» STATED GOAL 1
Which three domains does the workshop description say a new interdiscipline should grow out of?
» STATED GOAL 2
Rewrite the entries that follow the text, changing "window of building" to "building window" and keeping everything else the same.

» TEXT

Technologies are fundamentally changing the nature of work. The challenge of understanding and designing work shared with intelligent machines requires a new interdiscipline to grow out of three current domains. The science of human organizing is focused on understanding how individuals, teams, organizations, and industries interact. Technologies focus on how human work can be facilitated by new technologies such as computational work design, artificial intelligence, and machine learning. Finally, the emerging field of data science is focused on how data-intensive science and data-driven decision-making can transform work and organizations. Each of these three domains -- science of human organizing, technologies and data science -- are making breathtaking advances in understanding and enabling the future of work at the human-technology frontier. However, over the past decade, there has been a growing recognition by scholars that the loosely-connected networks in each of these three domains would benefit from better intellectual engagement. The purpose of this workshop is to facilitate that engagement with the goal of helping shape a research agenda at the intersection of these three areas.

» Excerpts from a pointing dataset
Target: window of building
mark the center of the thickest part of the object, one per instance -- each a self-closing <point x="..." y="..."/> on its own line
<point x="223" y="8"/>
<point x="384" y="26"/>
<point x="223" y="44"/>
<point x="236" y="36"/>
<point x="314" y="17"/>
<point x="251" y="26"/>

» CORRECT RESULT 1
The science of human organizing, technologies, and data science.

» CORRECT RESULT 2
Target: building window
mark the center of the thickest part of the object, one per instance -- each a self-closing <point x="..." y="..."/> on its own line
<point x="223" y="8"/>
<point x="384" y="26"/>
<point x="223" y="44"/>
<point x="236" y="36"/>
<point x="314" y="17"/>
<point x="251" y="26"/>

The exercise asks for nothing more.